• Work to be completed:
Collect every line in the entries that contains the string "block". Case counts.

[Entries from a data source]
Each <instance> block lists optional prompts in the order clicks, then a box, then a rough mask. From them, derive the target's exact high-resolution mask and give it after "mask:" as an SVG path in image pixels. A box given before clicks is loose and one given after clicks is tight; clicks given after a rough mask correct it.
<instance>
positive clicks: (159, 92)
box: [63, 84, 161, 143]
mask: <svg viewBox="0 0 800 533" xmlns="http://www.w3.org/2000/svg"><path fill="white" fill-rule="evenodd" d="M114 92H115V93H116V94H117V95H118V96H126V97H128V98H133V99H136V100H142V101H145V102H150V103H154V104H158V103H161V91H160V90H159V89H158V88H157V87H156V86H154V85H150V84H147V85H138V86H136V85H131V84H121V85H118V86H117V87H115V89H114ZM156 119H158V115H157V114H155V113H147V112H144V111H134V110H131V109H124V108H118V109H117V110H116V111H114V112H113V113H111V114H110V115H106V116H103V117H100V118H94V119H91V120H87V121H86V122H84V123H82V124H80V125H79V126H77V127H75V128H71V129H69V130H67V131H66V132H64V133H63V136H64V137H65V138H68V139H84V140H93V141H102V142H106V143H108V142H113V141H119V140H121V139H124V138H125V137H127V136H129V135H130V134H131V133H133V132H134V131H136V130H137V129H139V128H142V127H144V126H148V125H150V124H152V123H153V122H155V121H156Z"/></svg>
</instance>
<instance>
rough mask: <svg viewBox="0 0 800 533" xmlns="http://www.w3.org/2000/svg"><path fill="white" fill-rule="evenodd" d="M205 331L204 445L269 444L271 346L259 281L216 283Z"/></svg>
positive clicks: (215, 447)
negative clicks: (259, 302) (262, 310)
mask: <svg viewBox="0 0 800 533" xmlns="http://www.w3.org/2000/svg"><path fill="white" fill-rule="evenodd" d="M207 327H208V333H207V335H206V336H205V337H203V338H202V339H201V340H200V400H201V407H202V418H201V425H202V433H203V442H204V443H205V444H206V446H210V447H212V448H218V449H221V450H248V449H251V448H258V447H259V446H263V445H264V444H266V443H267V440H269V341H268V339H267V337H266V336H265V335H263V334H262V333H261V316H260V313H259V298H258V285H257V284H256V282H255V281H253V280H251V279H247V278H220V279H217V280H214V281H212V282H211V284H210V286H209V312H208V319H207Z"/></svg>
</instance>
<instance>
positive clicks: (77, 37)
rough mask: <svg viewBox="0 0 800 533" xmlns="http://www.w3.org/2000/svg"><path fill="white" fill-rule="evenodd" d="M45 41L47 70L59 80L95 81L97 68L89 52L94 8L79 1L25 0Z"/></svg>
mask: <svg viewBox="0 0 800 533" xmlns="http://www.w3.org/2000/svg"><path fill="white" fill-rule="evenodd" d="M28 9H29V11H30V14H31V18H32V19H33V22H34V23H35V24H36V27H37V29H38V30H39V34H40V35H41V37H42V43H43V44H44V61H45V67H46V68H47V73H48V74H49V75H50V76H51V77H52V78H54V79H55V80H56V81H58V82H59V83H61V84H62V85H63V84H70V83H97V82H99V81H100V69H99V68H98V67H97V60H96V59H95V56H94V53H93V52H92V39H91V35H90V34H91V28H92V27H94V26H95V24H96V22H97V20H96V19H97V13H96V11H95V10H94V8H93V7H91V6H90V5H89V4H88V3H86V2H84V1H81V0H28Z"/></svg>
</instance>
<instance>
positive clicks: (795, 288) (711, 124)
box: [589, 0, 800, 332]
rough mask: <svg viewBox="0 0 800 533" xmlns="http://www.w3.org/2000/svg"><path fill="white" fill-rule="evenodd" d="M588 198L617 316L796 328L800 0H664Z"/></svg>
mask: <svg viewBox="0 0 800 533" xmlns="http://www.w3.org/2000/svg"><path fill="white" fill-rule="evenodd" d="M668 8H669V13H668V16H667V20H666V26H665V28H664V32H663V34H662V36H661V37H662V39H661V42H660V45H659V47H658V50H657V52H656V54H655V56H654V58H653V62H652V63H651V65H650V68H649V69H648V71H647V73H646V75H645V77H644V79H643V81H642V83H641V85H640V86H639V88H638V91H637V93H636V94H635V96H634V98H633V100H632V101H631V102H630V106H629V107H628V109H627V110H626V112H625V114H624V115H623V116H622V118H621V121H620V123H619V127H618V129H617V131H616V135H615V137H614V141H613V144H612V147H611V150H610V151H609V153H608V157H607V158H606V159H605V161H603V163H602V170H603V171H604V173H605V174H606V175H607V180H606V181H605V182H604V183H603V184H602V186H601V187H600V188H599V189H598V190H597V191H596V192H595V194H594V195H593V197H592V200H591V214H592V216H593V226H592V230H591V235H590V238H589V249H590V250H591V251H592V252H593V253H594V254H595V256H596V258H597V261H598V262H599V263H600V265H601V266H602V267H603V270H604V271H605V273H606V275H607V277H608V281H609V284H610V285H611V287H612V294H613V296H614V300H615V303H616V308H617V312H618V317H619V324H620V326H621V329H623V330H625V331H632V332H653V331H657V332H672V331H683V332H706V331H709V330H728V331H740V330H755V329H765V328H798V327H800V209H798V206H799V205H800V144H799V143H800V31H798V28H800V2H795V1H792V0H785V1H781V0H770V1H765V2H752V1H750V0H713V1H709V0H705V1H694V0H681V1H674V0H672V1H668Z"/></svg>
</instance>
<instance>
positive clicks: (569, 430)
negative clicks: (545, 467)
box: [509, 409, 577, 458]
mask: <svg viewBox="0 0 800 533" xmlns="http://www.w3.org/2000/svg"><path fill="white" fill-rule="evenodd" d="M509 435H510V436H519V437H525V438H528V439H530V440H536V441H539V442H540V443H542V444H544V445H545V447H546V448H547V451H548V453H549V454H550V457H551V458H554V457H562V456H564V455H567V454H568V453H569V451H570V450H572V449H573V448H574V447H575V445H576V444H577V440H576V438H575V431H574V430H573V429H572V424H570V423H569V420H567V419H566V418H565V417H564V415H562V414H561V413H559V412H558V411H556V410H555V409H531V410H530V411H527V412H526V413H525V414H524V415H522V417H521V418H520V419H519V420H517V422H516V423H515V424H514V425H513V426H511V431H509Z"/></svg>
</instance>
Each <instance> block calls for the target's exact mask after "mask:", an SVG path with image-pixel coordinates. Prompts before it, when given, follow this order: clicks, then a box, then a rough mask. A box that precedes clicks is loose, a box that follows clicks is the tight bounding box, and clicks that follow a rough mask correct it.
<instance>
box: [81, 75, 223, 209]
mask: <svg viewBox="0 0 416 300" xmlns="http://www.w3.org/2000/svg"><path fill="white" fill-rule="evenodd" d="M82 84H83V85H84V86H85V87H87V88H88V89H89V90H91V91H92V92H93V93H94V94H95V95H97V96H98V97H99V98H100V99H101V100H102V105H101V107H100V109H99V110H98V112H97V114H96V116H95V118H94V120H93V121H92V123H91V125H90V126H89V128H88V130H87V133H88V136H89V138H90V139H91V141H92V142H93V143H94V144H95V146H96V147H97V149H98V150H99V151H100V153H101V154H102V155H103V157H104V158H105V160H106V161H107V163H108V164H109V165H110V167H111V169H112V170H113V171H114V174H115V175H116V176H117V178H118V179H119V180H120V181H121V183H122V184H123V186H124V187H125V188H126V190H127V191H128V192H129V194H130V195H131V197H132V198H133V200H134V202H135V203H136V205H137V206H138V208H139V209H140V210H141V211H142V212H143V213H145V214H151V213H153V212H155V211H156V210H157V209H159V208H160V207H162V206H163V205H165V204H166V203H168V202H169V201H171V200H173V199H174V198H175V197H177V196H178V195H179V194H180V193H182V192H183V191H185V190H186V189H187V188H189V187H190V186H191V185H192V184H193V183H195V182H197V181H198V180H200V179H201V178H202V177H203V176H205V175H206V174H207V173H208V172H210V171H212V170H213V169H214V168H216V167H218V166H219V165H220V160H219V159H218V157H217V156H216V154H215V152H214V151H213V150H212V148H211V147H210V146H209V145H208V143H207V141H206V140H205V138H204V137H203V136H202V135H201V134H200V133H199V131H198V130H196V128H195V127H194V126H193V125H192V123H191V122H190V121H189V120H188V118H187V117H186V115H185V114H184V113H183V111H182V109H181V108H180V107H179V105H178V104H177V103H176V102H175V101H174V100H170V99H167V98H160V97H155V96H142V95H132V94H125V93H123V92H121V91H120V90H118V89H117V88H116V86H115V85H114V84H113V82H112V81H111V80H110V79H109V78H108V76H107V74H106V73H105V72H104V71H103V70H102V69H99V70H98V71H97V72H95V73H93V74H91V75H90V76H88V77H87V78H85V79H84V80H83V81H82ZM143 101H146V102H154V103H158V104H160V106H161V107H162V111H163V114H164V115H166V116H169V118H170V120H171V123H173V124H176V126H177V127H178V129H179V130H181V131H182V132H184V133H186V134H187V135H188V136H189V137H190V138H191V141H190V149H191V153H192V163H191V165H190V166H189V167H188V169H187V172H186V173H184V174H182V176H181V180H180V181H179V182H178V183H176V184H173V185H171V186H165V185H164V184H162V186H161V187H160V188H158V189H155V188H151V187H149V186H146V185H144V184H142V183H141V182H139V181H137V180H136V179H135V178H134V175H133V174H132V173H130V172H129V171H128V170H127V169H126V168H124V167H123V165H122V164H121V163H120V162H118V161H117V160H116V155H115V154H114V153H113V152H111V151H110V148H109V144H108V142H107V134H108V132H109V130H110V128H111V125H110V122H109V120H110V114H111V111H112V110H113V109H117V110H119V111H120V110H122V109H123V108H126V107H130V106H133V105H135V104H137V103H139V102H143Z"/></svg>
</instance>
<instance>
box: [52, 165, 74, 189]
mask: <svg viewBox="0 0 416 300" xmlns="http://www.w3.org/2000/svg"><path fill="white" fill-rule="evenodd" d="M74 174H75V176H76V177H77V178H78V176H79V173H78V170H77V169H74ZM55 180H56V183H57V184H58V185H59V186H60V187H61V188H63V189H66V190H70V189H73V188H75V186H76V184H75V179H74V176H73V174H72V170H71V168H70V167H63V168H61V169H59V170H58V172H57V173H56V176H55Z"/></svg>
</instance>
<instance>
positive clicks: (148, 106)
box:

• Solution to this problem:
Each <instance> block lists optional prompts in the order clicks, then a box, then a rough mask. From them, derive the target's exact high-resolution mask and give it after "mask:" as an SVG path in image pixels. A box given before clicks is loose and one given after clicks is tight; clicks given after a rough mask correct it.
Each <instance> block calls for the target's exact mask after "mask:", an SVG path with image-pixel coordinates. Prompts before it, when given, follow this order: clicks, then a box, then a rough mask. A box that precedes clicks is loose, a box that follows clicks is the tight bounding box, and clicks that follow a rough mask correct it.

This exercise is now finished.